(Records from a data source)
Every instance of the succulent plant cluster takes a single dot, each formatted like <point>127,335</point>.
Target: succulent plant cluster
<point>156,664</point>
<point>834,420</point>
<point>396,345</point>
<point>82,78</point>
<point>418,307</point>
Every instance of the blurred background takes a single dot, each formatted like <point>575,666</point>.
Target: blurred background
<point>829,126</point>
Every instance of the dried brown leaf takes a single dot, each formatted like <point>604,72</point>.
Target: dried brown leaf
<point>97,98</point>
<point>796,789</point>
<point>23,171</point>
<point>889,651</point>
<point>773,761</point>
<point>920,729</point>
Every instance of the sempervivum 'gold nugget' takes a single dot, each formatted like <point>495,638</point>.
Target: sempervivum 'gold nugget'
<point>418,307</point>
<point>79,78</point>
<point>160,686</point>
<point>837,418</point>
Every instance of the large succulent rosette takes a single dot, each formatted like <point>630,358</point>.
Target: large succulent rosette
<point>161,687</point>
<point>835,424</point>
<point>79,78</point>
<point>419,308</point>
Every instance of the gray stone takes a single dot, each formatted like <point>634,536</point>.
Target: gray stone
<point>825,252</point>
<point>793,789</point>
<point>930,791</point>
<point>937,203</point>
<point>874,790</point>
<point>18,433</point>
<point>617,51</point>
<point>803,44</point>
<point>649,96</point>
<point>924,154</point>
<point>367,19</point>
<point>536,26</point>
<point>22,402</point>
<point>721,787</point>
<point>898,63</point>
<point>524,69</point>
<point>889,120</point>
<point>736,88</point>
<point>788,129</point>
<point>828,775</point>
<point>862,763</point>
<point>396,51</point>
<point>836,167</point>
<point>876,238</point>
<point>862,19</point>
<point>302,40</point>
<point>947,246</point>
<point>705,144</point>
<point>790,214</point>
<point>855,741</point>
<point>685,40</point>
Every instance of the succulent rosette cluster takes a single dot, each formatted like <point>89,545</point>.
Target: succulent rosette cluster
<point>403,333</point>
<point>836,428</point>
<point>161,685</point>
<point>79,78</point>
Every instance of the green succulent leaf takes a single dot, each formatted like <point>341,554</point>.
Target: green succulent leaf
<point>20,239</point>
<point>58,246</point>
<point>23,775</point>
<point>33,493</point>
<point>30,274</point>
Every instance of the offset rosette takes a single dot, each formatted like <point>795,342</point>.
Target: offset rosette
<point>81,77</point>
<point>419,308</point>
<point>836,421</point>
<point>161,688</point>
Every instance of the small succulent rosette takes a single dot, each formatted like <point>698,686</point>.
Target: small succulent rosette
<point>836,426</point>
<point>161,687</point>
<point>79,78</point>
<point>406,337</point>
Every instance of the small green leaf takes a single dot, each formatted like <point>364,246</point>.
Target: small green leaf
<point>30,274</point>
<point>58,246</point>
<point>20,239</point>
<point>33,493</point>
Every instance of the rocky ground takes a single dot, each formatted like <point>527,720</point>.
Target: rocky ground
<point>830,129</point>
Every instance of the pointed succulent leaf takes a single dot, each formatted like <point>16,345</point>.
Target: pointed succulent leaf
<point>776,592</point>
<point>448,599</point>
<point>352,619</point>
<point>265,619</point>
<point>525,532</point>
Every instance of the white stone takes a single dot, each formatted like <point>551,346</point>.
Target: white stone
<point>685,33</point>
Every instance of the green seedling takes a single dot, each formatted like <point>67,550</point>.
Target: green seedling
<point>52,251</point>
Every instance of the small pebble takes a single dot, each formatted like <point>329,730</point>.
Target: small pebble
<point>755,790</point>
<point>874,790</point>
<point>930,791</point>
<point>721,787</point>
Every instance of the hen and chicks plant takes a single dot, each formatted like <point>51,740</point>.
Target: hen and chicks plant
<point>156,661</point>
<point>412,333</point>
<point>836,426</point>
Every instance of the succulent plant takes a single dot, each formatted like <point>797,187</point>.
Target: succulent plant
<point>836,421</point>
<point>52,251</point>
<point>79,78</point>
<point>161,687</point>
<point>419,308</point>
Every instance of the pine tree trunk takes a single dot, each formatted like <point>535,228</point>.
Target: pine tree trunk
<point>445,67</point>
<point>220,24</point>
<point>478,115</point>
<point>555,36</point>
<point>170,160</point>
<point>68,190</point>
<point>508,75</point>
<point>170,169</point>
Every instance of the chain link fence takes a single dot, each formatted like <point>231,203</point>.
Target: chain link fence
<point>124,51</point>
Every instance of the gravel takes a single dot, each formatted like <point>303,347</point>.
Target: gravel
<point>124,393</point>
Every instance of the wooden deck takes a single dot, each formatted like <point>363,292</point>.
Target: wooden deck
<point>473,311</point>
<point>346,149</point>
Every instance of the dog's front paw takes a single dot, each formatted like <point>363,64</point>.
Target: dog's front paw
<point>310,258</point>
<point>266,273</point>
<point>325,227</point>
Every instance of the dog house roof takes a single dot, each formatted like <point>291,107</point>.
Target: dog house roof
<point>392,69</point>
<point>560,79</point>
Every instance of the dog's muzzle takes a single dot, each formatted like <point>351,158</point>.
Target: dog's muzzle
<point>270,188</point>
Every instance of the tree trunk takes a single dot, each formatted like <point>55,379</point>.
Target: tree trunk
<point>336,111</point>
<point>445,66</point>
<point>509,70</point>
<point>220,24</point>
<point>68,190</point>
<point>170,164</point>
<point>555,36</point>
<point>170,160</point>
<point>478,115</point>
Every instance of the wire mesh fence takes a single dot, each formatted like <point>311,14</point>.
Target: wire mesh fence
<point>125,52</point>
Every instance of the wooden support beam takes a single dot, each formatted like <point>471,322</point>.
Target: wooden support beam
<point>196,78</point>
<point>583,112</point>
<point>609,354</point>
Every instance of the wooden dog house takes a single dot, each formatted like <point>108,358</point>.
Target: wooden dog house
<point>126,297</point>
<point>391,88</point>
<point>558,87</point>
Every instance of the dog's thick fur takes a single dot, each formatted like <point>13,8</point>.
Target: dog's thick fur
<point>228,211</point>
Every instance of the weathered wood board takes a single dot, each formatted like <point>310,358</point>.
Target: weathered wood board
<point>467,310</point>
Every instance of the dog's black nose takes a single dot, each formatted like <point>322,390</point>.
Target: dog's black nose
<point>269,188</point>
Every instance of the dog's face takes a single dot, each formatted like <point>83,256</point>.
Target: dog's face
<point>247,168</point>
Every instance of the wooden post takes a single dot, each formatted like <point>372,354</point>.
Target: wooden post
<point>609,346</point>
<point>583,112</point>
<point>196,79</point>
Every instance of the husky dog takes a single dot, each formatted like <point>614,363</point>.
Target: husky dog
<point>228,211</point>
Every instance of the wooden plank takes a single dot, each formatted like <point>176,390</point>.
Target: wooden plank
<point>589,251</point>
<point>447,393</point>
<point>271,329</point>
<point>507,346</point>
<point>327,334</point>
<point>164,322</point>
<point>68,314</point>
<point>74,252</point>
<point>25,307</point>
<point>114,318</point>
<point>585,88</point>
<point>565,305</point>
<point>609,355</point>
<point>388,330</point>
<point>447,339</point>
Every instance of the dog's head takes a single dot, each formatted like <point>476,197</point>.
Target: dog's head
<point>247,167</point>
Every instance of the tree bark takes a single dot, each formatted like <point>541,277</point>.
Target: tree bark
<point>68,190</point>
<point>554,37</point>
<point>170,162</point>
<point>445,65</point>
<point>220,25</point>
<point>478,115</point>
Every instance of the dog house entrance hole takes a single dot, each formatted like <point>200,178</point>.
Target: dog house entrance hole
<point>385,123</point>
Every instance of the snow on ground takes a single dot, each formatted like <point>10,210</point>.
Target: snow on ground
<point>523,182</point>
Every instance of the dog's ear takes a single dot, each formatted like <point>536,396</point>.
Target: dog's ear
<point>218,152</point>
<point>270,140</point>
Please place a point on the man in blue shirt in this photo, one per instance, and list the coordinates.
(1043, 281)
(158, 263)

[THE REQUEST]
Reproduce all of the records above word for word.

[IN RESPONSE]
Every instance of the succulent plant cluster takes a single dot, each formatted like <point>127,335</point>.
Target: succulent plant cluster
<point>156,664</point>
<point>834,420</point>
<point>396,345</point>
<point>82,78</point>
<point>418,307</point>
Every instance of the blurred background takes a single dot, each formatted like <point>575,666</point>.
Target: blurred background
<point>829,126</point>
Every instance of the dried brown leaf takes a single dot, each formatted like <point>604,72</point>.
Target: dried brown leaf
<point>97,98</point>
<point>796,789</point>
<point>23,171</point>
<point>889,651</point>
<point>773,761</point>
<point>920,729</point>
Every instance of the sempervivum 'gold nugget' takes a single dot, each formatted like <point>495,638</point>.
Target: sempervivum 'gold nugget'
<point>418,307</point>
<point>79,78</point>
<point>160,686</point>
<point>837,418</point>
Every instance of the large succulent rosette takes a single dot, each formatted like <point>630,358</point>.
Target: large succulent rosette
<point>161,687</point>
<point>835,424</point>
<point>79,78</point>
<point>419,308</point>
Every instance of the gray stone takes a single dot, each formatted like <point>634,536</point>.
Target: gray stone
<point>825,252</point>
<point>793,789</point>
<point>930,791</point>
<point>937,203</point>
<point>874,790</point>
<point>18,433</point>
<point>617,51</point>
<point>803,44</point>
<point>649,96</point>
<point>924,154</point>
<point>367,19</point>
<point>536,26</point>
<point>22,402</point>
<point>721,787</point>
<point>898,63</point>
<point>524,69</point>
<point>889,120</point>
<point>736,88</point>
<point>788,129</point>
<point>828,775</point>
<point>862,763</point>
<point>396,51</point>
<point>836,167</point>
<point>876,238</point>
<point>862,19</point>
<point>302,40</point>
<point>947,246</point>
<point>705,144</point>
<point>790,214</point>
<point>855,741</point>
<point>685,40</point>
Every instance of the succulent rosette cluster takes a single dot, each formatted like <point>89,545</point>.
Target: succulent rosette cluster
<point>403,333</point>
<point>836,428</point>
<point>161,685</point>
<point>79,78</point>
Every instance of the green succulent leaf takes a single dot, each formatted like <point>341,554</point>.
Target: green succulent leaf
<point>20,239</point>
<point>58,246</point>
<point>23,775</point>
<point>33,493</point>
<point>30,274</point>
Every instance of the offset rosette takes a single dot, each formatted like <point>795,342</point>.
Target: offset rosette
<point>81,77</point>
<point>419,308</point>
<point>836,421</point>
<point>161,688</point>
Every instance of the small succulent rosette takes a single dot, each formatted like <point>698,686</point>.
Target: small succulent rosette
<point>836,426</point>
<point>161,687</point>
<point>79,78</point>
<point>406,337</point>
Every instance of the small green leaf takes a single dot, each formatted like <point>364,246</point>.
Target: small green leaf
<point>30,274</point>
<point>58,246</point>
<point>20,239</point>
<point>33,493</point>
Every instance of the rocky ground takes a single dot, each formatted like <point>527,720</point>.
Target: rocky ground
<point>830,129</point>
Every instance of the pointed succulent leaf takes a single dot, each formatted like <point>16,345</point>.
Target: pointed succulent leaf
<point>776,592</point>
<point>448,599</point>
<point>352,619</point>
<point>265,619</point>
<point>525,532</point>
Every instance of the white stone takes a single dot, each formatted like <point>551,346</point>.
Target: white stone
<point>685,33</point>
Every instance of the green seedling takes a single dot, each formatted like <point>67,550</point>.
Target: green seedling
<point>52,251</point>
Every instance of the small pebble takes a single dot, each formatted like <point>329,730</point>.
Target: small pebble
<point>755,790</point>
<point>874,790</point>
<point>930,791</point>
<point>721,787</point>
Every instance of the hen and chicks plant takes a single dot, each formatted like <point>51,740</point>.
Target: hen and chicks plant
<point>156,661</point>
<point>412,333</point>
<point>836,426</point>
Every instance of the succulent plant takes a single dot, each formatted like <point>797,187</point>.
Target: succulent plant
<point>836,421</point>
<point>52,251</point>
<point>79,78</point>
<point>161,687</point>
<point>419,308</point>
Every instance of the pine tree trunk takes a single dot, each formatted like <point>535,228</point>.
Target: pine tree trunk
<point>445,67</point>
<point>220,24</point>
<point>478,115</point>
<point>555,36</point>
<point>170,160</point>
<point>68,190</point>
<point>508,75</point>
<point>170,169</point>
Every instance of the chain link fence takes a single dot, each formatted like <point>231,203</point>.
Target: chain link fence
<point>124,51</point>
Every instance of the gravel takes a single dot, each formatted like <point>303,347</point>.
Target: gravel
<point>124,393</point>
Every instance of the wooden deck takes a single dot, each formatted like <point>363,292</point>.
Target: wooden deck
<point>473,311</point>
<point>346,149</point>
Every instance of the dog's front paw takes a single dot, each formatted like <point>363,64</point>.
Target: dog's front paw
<point>310,258</point>
<point>266,273</point>
<point>325,227</point>
Every instance of the dog house roof takes a single dot, each formatted like <point>291,107</point>.
Target: dog house roof
<point>392,69</point>
<point>560,79</point>
Every instance of the dog's muzzle takes a single dot, each formatted like <point>351,158</point>.
Target: dog's muzzle
<point>270,188</point>
Every instance of the tree trunk takes a single dot, each formatted like <point>55,379</point>.
Target: tree trunk
<point>336,111</point>
<point>445,66</point>
<point>509,70</point>
<point>220,24</point>
<point>68,190</point>
<point>170,164</point>
<point>555,36</point>
<point>170,160</point>
<point>478,115</point>
Every instance of the wire mesh fence takes a single dot, each formatted like <point>311,14</point>.
Target: wire mesh fence
<point>125,52</point>
Every instance of the wooden support beam takes a single dot, each formatted like <point>471,322</point>.
Target: wooden support beam
<point>196,78</point>
<point>583,112</point>
<point>609,354</point>
Every instance of the wooden dog house takes a single dot, each formatted like <point>108,358</point>.
Target: wooden dog house
<point>126,297</point>
<point>391,88</point>
<point>558,87</point>
Every instance of the dog's thick fur takes a single dot, each formatted like <point>13,8</point>.
Target: dog's thick fur
<point>228,211</point>
Every instance of the weathered wood board takes a single dot, each formatted like <point>310,358</point>.
Target: weathered wood board
<point>467,310</point>
Every instance of the dog's black nose takes a single dot, each formatted like <point>322,390</point>.
Target: dog's black nose
<point>269,188</point>
Every instance of the dog's face takes a single dot, each formatted like <point>83,256</point>.
Target: dog's face
<point>247,168</point>
Every instance of the wooden post takes a single dot, each formatted like <point>372,354</point>.
Target: wooden post
<point>609,346</point>
<point>583,112</point>
<point>196,79</point>
Every instance of the husky dog takes a single dot, each formatted like <point>614,363</point>.
Target: husky dog
<point>228,211</point>
Every instance of the wooden plank takes a single dot, each formatted like <point>176,390</point>.
Target: wooden plank
<point>589,251</point>
<point>447,393</point>
<point>271,329</point>
<point>507,346</point>
<point>327,334</point>
<point>164,322</point>
<point>68,314</point>
<point>74,252</point>
<point>25,307</point>
<point>114,318</point>
<point>585,88</point>
<point>565,305</point>
<point>609,355</point>
<point>388,330</point>
<point>447,339</point>
Every instance of the dog's head takes a single dot, each formatted like <point>476,197</point>.
Target: dog's head
<point>247,167</point>
Every instance of the tree bark takes a single dot, each formatted like <point>541,277</point>.
Target: tree bark
<point>68,190</point>
<point>554,37</point>
<point>170,162</point>
<point>445,65</point>
<point>220,25</point>
<point>478,115</point>
Every instance of the dog house entrance hole takes a single dot, each formatted like <point>200,178</point>.
Target: dog house entrance hole
<point>385,123</point>
Every instance of the snow on ground takes a single dot, each formatted like <point>10,210</point>.
Target: snow on ground
<point>523,182</point>
Every instance of the dog's ear takes a single dot, each formatted like <point>536,396</point>.
Target: dog's ear
<point>218,152</point>
<point>270,140</point>
Please place a point on the man in blue shirt in this photo, one per instance, and list the coordinates.
(1043, 281)
(158, 263)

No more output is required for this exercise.